BEGIN Given passage

Sándor Rott (né Sándor Rottmann; 27 November 1868 – 16 December 1942), was a Hungarian actor, theater director, and screenwriter. He was nicknamed, kis Rottról, and was known for his comic roles.

== Early life and family ==
Sándor Rott was born with the name Sándor Rottmann on 27 November 1868, in Pest in Budapest, Austria-Hungary (now Hungary). He was Jewish. His parents were Adolf Rottmann (1821–1908) a tailor, and Katalin Silbermann (1835–1916), the family lived in the Jewish quarter (Erzsébetváros) on Király Street.

On 31 May 1910, he married the actress/singer Berta Türk in Terézváros, Budapest. His wife converted to Judaism; and they had three sons and a daughter.

== Career ==
His career began with a contract with the Folies Caprice in 1891, where Rott gained popularity, together with his partner, Géza Steinhardt. There he became one of Budapest's best-known actors. Rott made several guest appearances in Vienna, where he proved to be a first-rate comedian.

END Given passage
BEGIN Data shown

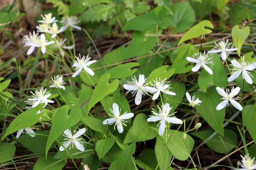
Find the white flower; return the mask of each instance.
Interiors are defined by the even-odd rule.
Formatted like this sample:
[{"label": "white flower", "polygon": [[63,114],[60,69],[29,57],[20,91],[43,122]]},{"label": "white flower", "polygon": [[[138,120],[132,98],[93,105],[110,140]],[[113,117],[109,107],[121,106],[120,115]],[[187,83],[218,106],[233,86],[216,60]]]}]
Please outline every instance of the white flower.
[{"label": "white flower", "polygon": [[245,62],[244,56],[242,57],[242,62],[240,63],[237,62],[235,59],[232,60],[231,61],[232,64],[230,65],[234,66],[234,68],[230,70],[237,71],[232,73],[232,75],[227,79],[227,81],[229,82],[232,82],[237,78],[240,73],[242,72],[243,79],[245,79],[246,82],[252,84],[252,80],[250,76],[252,77],[252,76],[251,75],[251,73],[248,71],[252,71],[256,68],[256,62],[253,62],[254,61],[254,60],[250,63],[249,62]]},{"label": "white flower", "polygon": [[40,35],[40,39],[39,39],[38,43],[35,44],[35,47],[42,47],[41,51],[42,51],[42,53],[43,54],[45,53],[45,52],[46,51],[45,46],[54,43],[54,41],[51,41],[49,42],[48,41],[48,40],[45,38],[45,35],[44,34],[42,34]]},{"label": "white flower", "polygon": [[186,58],[187,59],[189,62],[196,63],[196,66],[192,68],[192,71],[194,72],[197,71],[200,67],[202,67],[204,68],[210,74],[212,74],[212,71],[206,65],[206,64],[214,64],[212,63],[212,61],[208,61],[211,58],[207,58],[209,56],[208,53],[205,54],[205,51],[204,51],[203,56],[202,56],[202,53],[200,52],[200,55],[197,53],[195,54],[195,55],[193,55],[193,56],[194,58],[190,57],[187,57]]},{"label": "white flower", "polygon": [[54,101],[47,99],[47,98],[50,96],[51,94],[48,92],[45,94],[46,90],[46,89],[43,90],[43,87],[42,87],[42,89],[39,91],[38,91],[37,90],[36,90],[35,91],[34,94],[33,93],[33,92],[32,91],[30,91],[34,96],[33,96],[33,99],[29,99],[28,100],[29,100],[35,102],[32,105],[32,107],[35,107],[35,106],[39,104],[43,103],[44,103],[45,104],[45,106],[44,106],[44,107],[47,105],[48,102],[54,103]]},{"label": "white flower", "polygon": [[41,16],[43,18],[43,20],[41,20],[38,21],[38,23],[43,23],[44,24],[49,24],[51,23],[58,22],[58,20],[55,20],[55,17],[53,17],[52,18],[52,14],[51,13],[49,13],[47,14],[45,14],[44,16],[42,14],[41,14]]},{"label": "white flower", "polygon": [[60,22],[64,25],[61,27],[61,28],[64,29],[66,29],[69,27],[72,27],[78,29],[81,29],[80,27],[75,25],[80,22],[80,21],[78,20],[77,17],[76,16],[67,16],[63,18]]},{"label": "white flower", "polygon": [[47,24],[39,24],[37,25],[35,28],[38,30],[39,32],[46,32],[46,31],[49,29],[49,25]]},{"label": "white flower", "polygon": [[36,33],[34,31],[33,31],[33,34],[30,32],[29,35],[25,35],[23,39],[23,42],[25,43],[25,46],[30,46],[27,52],[27,55],[30,55],[34,51],[35,47],[37,47],[39,40],[38,33]]},{"label": "white flower", "polygon": [[255,158],[251,159],[249,154],[245,155],[244,157],[241,155],[240,156],[242,157],[242,162],[239,161],[238,164],[242,168],[239,168],[238,170],[252,170],[256,169],[256,162],[254,161]]},{"label": "white flower", "polygon": [[[17,135],[16,135],[16,138],[17,139],[19,138],[22,133],[23,134],[23,131],[24,130],[24,129],[22,129],[19,130],[17,132]],[[30,136],[32,137],[35,137],[35,133],[31,129],[28,127],[27,128],[25,128],[25,130],[26,132]]]},{"label": "white flower", "polygon": [[199,99],[199,98],[197,98],[195,100],[195,96],[192,97],[192,99],[191,100],[191,96],[188,92],[186,92],[186,96],[188,100],[188,102],[189,102],[188,105],[191,106],[192,107],[195,107],[195,105],[200,105],[200,104],[199,104],[199,103],[200,103],[202,102],[202,101]]},{"label": "white flower", "polygon": [[216,87],[216,90],[217,90],[218,92],[223,97],[221,99],[224,99],[224,101],[221,102],[216,107],[217,110],[219,110],[222,109],[226,106],[226,105],[228,104],[229,101],[238,110],[243,110],[242,107],[239,103],[235,100],[239,100],[240,98],[239,97],[234,97],[238,94],[240,91],[240,87],[237,87],[234,89],[234,87],[233,87],[230,94],[229,94],[229,90],[228,89],[227,89],[226,92],[225,92],[223,88],[221,88],[220,87]]},{"label": "white flower", "polygon": [[152,100],[154,100],[157,99],[159,96],[159,95],[161,91],[170,95],[176,95],[176,93],[169,91],[169,88],[170,88],[169,87],[169,85],[167,84],[169,83],[169,82],[166,82],[166,79],[165,79],[164,80],[161,81],[160,80],[160,78],[159,78],[159,82],[157,81],[157,79],[156,79],[156,81],[153,80],[153,81],[154,81],[154,82],[155,83],[154,84],[151,83],[151,82],[150,82],[150,84],[151,84],[152,86],[154,86],[153,88],[154,89],[154,91],[153,92],[156,92],[153,96]]},{"label": "white flower", "polygon": [[169,118],[169,116],[172,116],[174,114],[177,112],[169,115],[170,111],[171,110],[172,108],[170,107],[169,103],[165,103],[164,105],[163,104],[162,106],[162,109],[161,109],[158,106],[157,107],[159,109],[159,113],[153,109],[153,111],[151,111],[155,115],[154,116],[149,116],[150,118],[148,118],[147,121],[148,122],[156,122],[157,121],[160,120],[160,123],[157,125],[158,126],[160,124],[159,127],[159,135],[162,136],[163,134],[165,131],[165,129],[166,127],[165,126],[165,122],[170,123],[176,123],[181,124],[182,123],[182,120],[181,119],[176,118],[176,117],[172,117]]},{"label": "white flower", "polygon": [[[86,130],[85,128],[83,128],[79,130],[78,132],[75,134],[75,130],[74,130],[74,134],[72,135],[72,133],[71,132],[71,131],[70,129],[67,129],[67,130],[64,131],[64,134],[66,135],[65,135],[63,134],[63,135],[64,137],[67,138],[65,138],[64,140],[67,140],[67,141],[65,142],[63,142],[62,143],[63,143],[63,146],[65,147],[65,148],[67,148],[70,145],[69,147],[69,149],[71,147],[71,144],[72,144],[72,147],[74,147],[74,144],[76,147],[76,148],[81,151],[84,151],[84,148],[83,147],[83,146],[82,144],[83,143],[79,141],[80,140],[82,139],[82,138],[77,138],[78,137],[80,137],[84,133]],[[64,148],[61,146],[60,147],[60,151],[63,151],[65,150]]]},{"label": "white flower", "polygon": [[50,27],[49,29],[46,30],[45,32],[50,34],[52,34],[52,38],[53,38],[57,36],[57,34],[63,32],[63,31],[64,31],[64,29],[63,28],[61,28],[59,29],[56,23],[54,23],[52,26]]},{"label": "white flower", "polygon": [[65,90],[65,87],[62,86],[63,84],[65,84],[66,83],[64,83],[64,81],[62,80],[62,76],[59,76],[59,75],[56,77],[54,76],[54,79],[52,77],[52,82],[50,82],[50,84],[51,85],[50,86],[50,88],[56,87],[56,88],[62,88],[63,90]]},{"label": "white flower", "polygon": [[118,107],[118,105],[117,103],[113,103],[113,110],[112,110],[110,108],[110,110],[111,111],[111,112],[112,112],[113,116],[110,114],[109,114],[109,115],[112,117],[113,117],[114,118],[110,118],[105,120],[103,121],[103,124],[110,124],[110,125],[111,125],[116,122],[115,126],[114,127],[114,129],[116,130],[116,125],[117,124],[118,132],[121,133],[123,133],[124,131],[124,129],[123,128],[123,125],[122,124],[123,124],[125,126],[126,126],[125,124],[122,122],[122,121],[128,122],[124,120],[132,118],[134,114],[132,113],[126,113],[127,112],[126,112],[121,116],[120,116],[121,109],[120,109],[120,110],[119,110],[119,108]]},{"label": "white flower", "polygon": [[140,74],[139,77],[139,81],[137,80],[136,78],[134,76],[134,78],[132,78],[132,82],[128,82],[128,84],[124,84],[124,88],[127,90],[132,91],[132,94],[133,95],[137,93],[135,97],[135,103],[137,105],[140,104],[142,94],[145,95],[144,93],[147,94],[147,92],[152,93],[154,90],[153,87],[146,86],[149,83],[145,84],[147,79],[145,78],[144,75]]},{"label": "white flower", "polygon": [[208,53],[216,53],[218,52],[221,52],[221,58],[222,60],[225,60],[227,58],[227,54],[226,53],[226,51],[232,51],[238,50],[238,48],[229,48],[231,43],[228,44],[229,40],[227,40],[227,41],[225,42],[224,40],[225,38],[223,38],[223,40],[219,42],[219,45],[217,45],[216,42],[215,42],[215,44],[216,44],[216,48],[218,50],[214,50],[208,51]]},{"label": "white flower", "polygon": [[72,67],[76,67],[75,70],[76,70],[75,73],[72,75],[72,77],[75,77],[82,70],[83,68],[84,69],[86,72],[91,76],[94,75],[94,73],[91,68],[88,67],[93,63],[97,62],[96,60],[89,61],[91,58],[89,55],[87,55],[86,58],[85,56],[83,55],[83,57],[81,58],[81,55],[79,54],[79,57],[76,56],[76,61],[74,61],[75,63],[73,64]]}]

END Data shown

Parts of the exercise
1 > Which people other than Sándor Rott himself are named in the passage on Sándor Rott above? List them all.
2 > Could you write what follows the last sentence of the Sándor Rott biography?

Results
1 >
Adolf Rottmann
Katalin Silbermann
Berta Türk
Géza Steinhardt

2 >
He was an independent theater director in the capital for ten years, and between 1918 and 1927, he led the "Little Comedy Theater" (Kis Komédia) together with Steinhardt. In 1928, he performed as a guest at the Budapest Operetta Theatre and the Andrássy út Szinház theatre, followed by a tour in German-speaking countries, and some neighboring countries until 1935. He was known for his performance in Kalábriászparti (English: Calabrian Coast) which was a mute comedy role.

Rott wrote his autobiography, kis Rottról (1941). He died on 16 December 1942 in Budapest.

== Filmography ==

=== As actor ===
- A suszterherceg (1914), as Kóbius the cobbler
- Az újszülött apa (1916), as a servant
- Jobb erkölcsöket! (1916), as outgoing husband
- Az erkölcsliga (1918)
- Az önkéntes tűzoltó (1918)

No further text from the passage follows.